SUPPLIED RECORDS:
#####

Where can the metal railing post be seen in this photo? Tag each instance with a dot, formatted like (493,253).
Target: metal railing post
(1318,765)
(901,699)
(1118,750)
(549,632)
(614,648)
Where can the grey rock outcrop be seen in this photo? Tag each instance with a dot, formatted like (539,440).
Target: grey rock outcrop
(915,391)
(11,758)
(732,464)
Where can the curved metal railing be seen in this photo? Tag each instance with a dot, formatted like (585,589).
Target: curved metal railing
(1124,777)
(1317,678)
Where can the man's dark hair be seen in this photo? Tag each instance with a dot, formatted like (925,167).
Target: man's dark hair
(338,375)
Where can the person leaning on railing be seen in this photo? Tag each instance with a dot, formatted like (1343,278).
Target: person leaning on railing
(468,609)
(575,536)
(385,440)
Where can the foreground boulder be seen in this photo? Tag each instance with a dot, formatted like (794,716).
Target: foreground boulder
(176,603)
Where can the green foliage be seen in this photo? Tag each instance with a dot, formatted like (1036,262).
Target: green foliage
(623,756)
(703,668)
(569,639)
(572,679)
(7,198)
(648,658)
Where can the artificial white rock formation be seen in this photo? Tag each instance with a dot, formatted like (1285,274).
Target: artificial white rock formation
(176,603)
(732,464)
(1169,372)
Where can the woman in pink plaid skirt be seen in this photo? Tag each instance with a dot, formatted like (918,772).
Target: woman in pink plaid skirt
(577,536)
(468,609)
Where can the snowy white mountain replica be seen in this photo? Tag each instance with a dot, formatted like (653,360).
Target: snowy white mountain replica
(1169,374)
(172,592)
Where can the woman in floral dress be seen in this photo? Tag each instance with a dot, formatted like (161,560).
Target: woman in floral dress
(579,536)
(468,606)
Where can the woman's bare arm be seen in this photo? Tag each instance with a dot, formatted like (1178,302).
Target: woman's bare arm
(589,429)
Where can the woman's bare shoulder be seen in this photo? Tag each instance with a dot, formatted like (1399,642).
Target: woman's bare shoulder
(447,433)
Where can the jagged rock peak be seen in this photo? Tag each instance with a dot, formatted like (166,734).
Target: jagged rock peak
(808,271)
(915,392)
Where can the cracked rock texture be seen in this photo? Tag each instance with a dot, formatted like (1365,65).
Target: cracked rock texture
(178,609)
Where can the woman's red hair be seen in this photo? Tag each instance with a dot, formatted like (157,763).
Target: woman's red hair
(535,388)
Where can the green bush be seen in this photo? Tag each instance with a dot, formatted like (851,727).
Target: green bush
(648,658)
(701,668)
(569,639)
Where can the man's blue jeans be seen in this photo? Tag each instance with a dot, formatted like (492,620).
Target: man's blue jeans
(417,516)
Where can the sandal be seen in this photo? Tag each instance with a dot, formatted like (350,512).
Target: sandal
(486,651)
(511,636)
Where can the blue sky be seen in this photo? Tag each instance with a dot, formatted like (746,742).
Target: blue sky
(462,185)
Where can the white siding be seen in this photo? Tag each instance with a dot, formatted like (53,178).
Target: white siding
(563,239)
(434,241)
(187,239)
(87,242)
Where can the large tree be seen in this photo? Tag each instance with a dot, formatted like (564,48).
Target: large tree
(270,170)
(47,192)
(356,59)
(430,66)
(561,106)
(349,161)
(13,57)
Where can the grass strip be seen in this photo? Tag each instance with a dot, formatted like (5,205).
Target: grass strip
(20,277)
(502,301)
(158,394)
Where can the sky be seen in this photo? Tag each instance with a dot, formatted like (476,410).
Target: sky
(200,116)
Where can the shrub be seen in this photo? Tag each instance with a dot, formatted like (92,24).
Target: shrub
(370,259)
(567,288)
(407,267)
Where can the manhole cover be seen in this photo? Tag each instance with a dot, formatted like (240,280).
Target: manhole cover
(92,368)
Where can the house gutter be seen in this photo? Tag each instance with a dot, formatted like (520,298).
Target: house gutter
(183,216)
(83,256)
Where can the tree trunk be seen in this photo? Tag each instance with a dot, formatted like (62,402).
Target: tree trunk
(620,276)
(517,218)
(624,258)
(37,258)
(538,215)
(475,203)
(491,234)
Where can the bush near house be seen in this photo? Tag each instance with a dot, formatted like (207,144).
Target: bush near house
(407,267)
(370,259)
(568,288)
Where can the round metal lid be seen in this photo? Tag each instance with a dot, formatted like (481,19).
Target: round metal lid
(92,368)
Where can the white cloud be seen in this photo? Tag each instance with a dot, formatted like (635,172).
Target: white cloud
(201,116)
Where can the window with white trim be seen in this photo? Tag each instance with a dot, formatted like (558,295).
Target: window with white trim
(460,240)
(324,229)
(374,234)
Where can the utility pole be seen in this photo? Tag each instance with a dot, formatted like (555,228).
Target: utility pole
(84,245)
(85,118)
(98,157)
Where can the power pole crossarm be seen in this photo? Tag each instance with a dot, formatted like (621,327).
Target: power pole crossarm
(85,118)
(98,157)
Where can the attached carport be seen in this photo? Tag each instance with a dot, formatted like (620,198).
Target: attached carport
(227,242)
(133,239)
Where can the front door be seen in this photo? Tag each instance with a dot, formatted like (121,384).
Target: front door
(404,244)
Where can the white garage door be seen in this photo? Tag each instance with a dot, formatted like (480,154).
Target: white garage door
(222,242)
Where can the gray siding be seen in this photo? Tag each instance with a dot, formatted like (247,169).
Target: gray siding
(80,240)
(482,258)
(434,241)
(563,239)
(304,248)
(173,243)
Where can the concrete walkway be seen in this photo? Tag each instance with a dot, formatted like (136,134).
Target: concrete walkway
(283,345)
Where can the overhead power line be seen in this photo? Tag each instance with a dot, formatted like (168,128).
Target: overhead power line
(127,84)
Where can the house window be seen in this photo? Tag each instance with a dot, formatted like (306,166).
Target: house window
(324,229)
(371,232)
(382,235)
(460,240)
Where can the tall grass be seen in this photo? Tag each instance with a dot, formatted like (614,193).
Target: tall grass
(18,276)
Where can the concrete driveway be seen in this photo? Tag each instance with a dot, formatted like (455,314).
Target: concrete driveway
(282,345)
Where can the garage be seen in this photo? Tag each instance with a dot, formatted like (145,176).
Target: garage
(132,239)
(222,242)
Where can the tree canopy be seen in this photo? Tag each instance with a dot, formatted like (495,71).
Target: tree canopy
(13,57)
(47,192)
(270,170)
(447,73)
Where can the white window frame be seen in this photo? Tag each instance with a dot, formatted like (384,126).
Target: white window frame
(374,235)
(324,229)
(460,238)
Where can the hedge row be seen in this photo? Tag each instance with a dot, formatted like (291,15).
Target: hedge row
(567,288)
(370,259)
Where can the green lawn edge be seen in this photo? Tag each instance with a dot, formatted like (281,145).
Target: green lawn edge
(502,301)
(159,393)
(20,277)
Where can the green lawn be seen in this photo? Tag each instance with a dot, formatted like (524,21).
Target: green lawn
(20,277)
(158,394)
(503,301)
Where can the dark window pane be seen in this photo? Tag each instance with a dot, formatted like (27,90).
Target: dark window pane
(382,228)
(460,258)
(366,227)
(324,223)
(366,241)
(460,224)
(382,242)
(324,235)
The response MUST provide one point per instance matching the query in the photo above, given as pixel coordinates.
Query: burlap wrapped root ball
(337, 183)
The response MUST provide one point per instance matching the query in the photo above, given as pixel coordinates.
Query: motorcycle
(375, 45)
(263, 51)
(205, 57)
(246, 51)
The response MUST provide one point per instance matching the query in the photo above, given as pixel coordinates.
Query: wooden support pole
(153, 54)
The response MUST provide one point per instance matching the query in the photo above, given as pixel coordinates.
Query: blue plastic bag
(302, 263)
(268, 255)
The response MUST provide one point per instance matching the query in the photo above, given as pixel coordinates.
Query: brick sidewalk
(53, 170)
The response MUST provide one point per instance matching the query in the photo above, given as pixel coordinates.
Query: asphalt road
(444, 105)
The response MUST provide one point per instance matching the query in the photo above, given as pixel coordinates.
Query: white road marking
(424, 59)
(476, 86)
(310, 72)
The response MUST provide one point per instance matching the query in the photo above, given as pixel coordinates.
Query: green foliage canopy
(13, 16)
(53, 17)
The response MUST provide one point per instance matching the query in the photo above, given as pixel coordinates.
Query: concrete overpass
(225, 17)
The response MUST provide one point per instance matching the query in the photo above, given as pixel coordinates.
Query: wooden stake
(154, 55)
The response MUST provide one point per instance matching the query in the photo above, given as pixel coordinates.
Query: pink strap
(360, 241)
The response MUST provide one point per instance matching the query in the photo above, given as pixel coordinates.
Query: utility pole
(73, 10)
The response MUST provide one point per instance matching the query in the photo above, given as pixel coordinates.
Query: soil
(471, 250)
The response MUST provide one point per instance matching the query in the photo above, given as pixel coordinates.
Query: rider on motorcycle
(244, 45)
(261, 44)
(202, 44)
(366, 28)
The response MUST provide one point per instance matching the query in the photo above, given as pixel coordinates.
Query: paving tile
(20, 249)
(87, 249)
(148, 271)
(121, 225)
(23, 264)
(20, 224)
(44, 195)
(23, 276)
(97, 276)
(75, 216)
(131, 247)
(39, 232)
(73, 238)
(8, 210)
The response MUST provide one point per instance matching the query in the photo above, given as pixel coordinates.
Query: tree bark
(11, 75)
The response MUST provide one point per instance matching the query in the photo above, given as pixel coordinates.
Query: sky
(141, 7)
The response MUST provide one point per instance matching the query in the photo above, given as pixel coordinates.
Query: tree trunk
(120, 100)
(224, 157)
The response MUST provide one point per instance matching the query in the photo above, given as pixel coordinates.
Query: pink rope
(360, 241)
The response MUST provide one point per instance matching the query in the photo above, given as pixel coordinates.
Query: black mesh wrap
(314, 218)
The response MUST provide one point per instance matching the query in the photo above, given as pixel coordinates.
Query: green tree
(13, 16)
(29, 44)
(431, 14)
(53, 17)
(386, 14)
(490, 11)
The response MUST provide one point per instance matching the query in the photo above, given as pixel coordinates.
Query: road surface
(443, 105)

#####

EXERCISE DESCRIPTION: Copy out the entries above exactly as given, starting at the top and ending with the line containing "Where can the curved"; include both and nothing more.

OUTPUT OF THE TASK:
Where can the metal railing post be seen in this photo? Tag each instance with a dot, formatted like (493,253).
Target: metal railing post
(1318,765)
(901,699)
(1118,750)
(549,632)
(614,648)
Where can the grey rock outcrop be seen in this photo? Tag each instance with a dot, formatted like (539,440).
Target: grey rock outcrop
(915,391)
(11,758)
(732,464)
Where can the curved metal railing be seen in this photo? Tag each instance with a dot, formatted like (585,589).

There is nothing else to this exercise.